§ **Goal**
Copy out the rows below word for word, from the very start through the line that contains "(1044, 780)", including both ends.

• • • • • • •

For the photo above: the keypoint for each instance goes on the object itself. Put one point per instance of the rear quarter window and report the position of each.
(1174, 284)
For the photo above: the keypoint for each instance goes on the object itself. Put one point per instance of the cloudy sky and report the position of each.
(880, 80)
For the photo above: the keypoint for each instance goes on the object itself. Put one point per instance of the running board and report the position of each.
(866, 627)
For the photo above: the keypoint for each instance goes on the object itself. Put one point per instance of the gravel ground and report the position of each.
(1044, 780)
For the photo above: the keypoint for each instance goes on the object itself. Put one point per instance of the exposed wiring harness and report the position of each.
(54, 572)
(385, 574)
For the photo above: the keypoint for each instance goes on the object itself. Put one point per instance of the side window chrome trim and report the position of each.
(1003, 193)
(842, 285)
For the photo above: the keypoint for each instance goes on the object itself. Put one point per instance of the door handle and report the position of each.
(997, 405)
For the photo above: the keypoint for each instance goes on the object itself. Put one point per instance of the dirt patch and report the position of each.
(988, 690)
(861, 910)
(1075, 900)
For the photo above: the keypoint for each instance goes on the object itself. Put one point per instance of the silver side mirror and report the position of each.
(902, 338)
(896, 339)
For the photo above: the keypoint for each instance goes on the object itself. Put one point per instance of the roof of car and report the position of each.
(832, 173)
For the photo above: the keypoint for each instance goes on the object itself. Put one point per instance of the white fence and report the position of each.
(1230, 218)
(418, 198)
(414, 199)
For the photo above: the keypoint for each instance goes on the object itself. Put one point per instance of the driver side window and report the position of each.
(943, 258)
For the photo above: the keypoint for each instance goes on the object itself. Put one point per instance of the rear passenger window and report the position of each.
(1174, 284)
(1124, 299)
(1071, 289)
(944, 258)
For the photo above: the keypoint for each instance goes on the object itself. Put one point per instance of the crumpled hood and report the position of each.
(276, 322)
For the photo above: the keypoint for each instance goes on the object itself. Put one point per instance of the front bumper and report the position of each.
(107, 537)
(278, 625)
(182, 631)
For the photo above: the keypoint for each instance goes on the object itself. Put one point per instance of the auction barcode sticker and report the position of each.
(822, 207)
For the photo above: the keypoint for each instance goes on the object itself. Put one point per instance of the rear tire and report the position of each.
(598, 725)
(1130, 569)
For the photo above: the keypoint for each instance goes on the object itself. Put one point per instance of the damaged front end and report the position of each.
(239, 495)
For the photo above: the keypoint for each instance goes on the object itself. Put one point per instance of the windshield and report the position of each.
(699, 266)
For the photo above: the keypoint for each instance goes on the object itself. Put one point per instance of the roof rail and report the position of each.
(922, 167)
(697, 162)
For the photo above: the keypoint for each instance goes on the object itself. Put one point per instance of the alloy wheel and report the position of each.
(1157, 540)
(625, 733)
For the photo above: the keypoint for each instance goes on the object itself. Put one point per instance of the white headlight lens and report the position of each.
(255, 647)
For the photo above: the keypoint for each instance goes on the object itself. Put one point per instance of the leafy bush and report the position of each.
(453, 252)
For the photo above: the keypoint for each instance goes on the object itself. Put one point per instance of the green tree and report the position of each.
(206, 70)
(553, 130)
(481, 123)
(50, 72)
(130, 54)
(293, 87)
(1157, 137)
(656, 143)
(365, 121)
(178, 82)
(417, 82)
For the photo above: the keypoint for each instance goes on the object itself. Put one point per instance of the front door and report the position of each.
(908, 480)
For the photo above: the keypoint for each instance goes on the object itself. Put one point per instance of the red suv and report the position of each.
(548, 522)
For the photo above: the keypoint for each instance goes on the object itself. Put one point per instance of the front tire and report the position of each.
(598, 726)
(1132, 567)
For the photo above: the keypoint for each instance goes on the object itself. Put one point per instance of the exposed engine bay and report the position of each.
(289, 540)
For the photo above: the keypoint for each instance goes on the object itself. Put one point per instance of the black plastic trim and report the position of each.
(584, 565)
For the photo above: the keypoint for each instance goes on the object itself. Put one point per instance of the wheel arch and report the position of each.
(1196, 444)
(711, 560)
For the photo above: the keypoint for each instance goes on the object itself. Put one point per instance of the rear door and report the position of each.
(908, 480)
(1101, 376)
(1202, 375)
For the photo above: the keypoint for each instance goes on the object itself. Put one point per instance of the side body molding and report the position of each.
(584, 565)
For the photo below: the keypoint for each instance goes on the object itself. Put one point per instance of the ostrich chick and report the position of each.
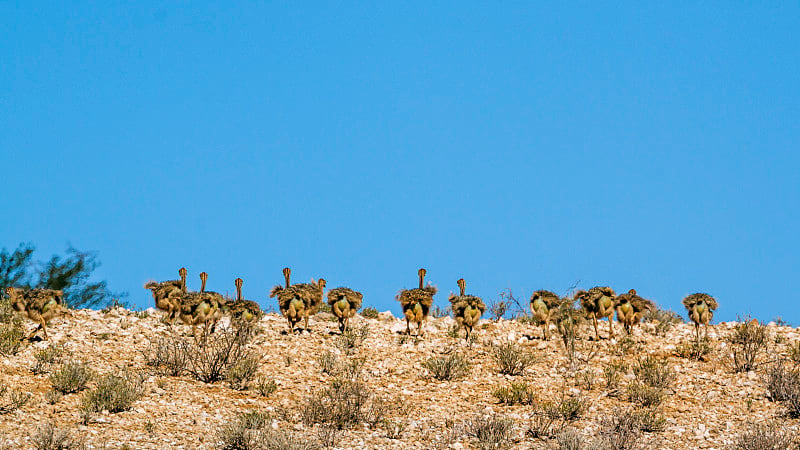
(543, 305)
(701, 310)
(344, 303)
(467, 309)
(599, 302)
(39, 305)
(416, 303)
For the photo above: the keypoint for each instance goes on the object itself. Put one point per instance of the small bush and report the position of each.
(748, 340)
(770, 436)
(46, 358)
(114, 392)
(12, 400)
(342, 404)
(511, 359)
(265, 386)
(241, 372)
(515, 394)
(49, 437)
(71, 377)
(448, 367)
(694, 349)
(369, 313)
(491, 432)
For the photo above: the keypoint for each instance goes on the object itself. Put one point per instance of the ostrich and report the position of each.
(240, 308)
(344, 302)
(701, 310)
(416, 303)
(599, 302)
(467, 309)
(543, 306)
(167, 294)
(631, 308)
(39, 305)
(298, 301)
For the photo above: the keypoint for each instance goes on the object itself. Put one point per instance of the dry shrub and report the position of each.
(71, 376)
(448, 367)
(12, 400)
(748, 340)
(515, 394)
(114, 392)
(769, 436)
(491, 431)
(511, 359)
(50, 437)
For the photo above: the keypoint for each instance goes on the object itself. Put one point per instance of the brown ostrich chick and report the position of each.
(417, 303)
(167, 294)
(543, 306)
(599, 302)
(631, 308)
(298, 301)
(241, 309)
(344, 303)
(467, 309)
(39, 305)
(701, 310)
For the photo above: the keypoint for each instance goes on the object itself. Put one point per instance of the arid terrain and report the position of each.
(707, 405)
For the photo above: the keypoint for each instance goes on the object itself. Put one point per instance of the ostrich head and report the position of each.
(182, 274)
(286, 273)
(238, 282)
(203, 279)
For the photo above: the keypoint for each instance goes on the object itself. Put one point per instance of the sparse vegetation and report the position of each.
(448, 367)
(511, 359)
(70, 377)
(748, 340)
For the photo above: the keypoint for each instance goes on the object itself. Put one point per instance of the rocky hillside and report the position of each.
(382, 387)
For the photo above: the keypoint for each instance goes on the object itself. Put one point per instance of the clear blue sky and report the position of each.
(647, 146)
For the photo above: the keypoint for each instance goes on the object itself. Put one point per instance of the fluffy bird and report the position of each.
(39, 305)
(416, 303)
(599, 302)
(298, 301)
(241, 309)
(344, 303)
(467, 309)
(630, 309)
(167, 294)
(543, 306)
(701, 310)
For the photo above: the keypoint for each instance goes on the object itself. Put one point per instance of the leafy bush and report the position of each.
(515, 394)
(13, 400)
(748, 340)
(448, 367)
(114, 392)
(491, 432)
(511, 359)
(70, 377)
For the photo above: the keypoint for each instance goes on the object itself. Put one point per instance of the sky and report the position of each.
(518, 145)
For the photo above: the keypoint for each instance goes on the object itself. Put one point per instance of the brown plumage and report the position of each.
(167, 294)
(631, 308)
(599, 302)
(467, 309)
(416, 303)
(298, 301)
(701, 310)
(344, 303)
(242, 309)
(39, 305)
(543, 306)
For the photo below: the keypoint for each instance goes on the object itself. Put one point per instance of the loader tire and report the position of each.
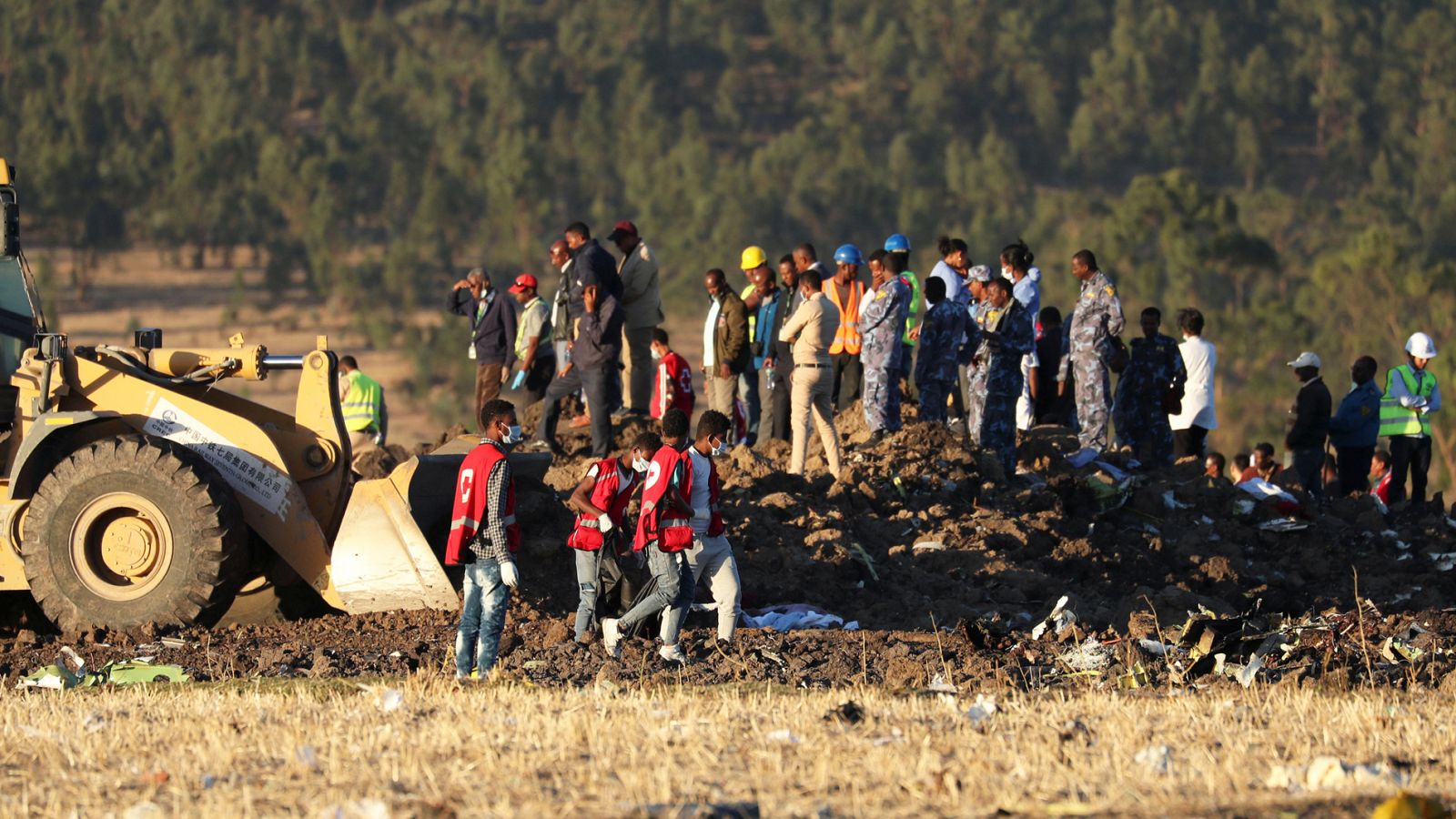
(131, 531)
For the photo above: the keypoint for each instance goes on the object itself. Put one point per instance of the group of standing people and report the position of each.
(1400, 413)
(574, 344)
(798, 344)
(679, 535)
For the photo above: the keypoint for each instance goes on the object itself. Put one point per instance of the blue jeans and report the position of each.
(587, 567)
(482, 618)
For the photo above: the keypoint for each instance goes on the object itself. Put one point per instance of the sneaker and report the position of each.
(612, 637)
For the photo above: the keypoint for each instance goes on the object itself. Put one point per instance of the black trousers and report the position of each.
(848, 373)
(1353, 465)
(543, 369)
(776, 405)
(597, 385)
(1414, 455)
(1190, 442)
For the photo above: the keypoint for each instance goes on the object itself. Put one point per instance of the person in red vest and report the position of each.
(673, 383)
(711, 554)
(1380, 475)
(602, 503)
(664, 532)
(484, 537)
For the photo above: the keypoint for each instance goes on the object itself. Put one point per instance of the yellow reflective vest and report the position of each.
(363, 402)
(1397, 420)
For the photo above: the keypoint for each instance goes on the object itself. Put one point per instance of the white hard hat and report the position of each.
(1420, 346)
(1307, 359)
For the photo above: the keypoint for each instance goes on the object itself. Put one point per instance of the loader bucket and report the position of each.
(382, 557)
(390, 545)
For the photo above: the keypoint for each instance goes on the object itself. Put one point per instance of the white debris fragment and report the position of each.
(1157, 758)
(1060, 620)
(390, 700)
(1325, 773)
(1088, 656)
(941, 687)
(980, 710)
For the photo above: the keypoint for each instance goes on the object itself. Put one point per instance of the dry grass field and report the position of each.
(426, 748)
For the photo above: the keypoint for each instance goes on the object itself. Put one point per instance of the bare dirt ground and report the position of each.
(1219, 649)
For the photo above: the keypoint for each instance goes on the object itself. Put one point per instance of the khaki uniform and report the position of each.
(812, 329)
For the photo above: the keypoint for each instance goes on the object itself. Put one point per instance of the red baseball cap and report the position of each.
(622, 229)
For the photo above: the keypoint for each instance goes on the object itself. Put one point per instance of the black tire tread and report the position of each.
(211, 532)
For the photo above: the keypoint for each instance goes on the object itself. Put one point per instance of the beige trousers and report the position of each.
(813, 394)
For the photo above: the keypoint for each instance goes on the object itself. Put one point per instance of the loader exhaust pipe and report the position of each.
(283, 361)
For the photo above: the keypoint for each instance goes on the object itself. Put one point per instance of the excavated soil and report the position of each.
(1164, 573)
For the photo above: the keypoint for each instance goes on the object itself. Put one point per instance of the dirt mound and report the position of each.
(924, 528)
(380, 462)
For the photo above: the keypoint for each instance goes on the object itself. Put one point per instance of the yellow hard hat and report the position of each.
(1407, 806)
(753, 257)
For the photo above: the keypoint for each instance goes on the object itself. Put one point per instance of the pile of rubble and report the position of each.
(1074, 570)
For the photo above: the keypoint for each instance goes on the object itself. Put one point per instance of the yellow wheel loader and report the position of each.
(136, 490)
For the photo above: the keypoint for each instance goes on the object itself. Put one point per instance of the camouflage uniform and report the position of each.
(883, 322)
(1096, 321)
(1004, 337)
(1155, 369)
(941, 331)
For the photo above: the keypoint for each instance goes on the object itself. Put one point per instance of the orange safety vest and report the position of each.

• • • • • • •

§ **Completed exercise**
For the photo above: the keypoint for each instance goes on the object itself. Put one point per instance of the rear quarter window and report the position of each.
(1174, 284)
For the photo above: the keypoint for each instance goes on the object itself. Put one point per instance of the cloudy sky and report the position of each.
(880, 80)
For the photo above: the keypoint for each instance goes on the object itself. Put one point per instance of the running board and report the position of each.
(866, 627)
For the photo above: the keypoint for each instance goes on the object itself. Put one point per instance of the gravel ground and report the position of each.
(1044, 780)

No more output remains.